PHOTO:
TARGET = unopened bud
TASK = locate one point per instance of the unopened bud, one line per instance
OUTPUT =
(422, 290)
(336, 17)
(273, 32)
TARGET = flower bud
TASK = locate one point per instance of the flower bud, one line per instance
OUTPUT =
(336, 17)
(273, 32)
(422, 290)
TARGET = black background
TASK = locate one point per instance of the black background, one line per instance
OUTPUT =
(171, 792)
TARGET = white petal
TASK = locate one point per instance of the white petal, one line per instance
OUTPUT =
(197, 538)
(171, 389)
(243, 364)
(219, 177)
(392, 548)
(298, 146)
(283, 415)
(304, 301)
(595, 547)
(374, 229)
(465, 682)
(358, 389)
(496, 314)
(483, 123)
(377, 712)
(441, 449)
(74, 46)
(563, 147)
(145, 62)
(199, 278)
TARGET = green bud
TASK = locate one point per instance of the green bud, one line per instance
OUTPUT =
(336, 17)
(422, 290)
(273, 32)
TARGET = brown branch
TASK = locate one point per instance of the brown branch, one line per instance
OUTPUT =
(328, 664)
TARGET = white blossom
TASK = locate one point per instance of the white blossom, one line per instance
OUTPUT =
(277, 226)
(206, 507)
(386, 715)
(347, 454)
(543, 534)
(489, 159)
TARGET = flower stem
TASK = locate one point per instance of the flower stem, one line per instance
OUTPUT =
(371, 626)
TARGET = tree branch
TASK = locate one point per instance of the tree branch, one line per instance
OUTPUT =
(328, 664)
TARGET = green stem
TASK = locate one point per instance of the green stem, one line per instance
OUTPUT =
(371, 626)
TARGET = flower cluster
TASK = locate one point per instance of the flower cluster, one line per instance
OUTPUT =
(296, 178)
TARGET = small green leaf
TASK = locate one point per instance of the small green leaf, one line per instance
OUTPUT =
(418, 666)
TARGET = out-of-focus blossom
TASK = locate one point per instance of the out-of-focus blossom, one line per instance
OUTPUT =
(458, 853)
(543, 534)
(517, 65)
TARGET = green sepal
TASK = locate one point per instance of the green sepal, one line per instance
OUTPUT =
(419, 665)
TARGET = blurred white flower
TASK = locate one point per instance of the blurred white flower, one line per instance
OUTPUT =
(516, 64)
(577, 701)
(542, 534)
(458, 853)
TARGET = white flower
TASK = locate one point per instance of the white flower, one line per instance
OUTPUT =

=====

Every line from the one containing "TASK = locate one point per instance of the blurred" through the last line of the entries above must be output exactly. Leave the rest out.

Task output:
TASK = locate one point per instance of the blurred white flower, one line per instance
OUTPUT =
(516, 64)
(577, 701)
(542, 534)
(458, 853)
TARGET = white flower
TASK = locate one point per instance of the white flower, one line per instance
OUTPUT =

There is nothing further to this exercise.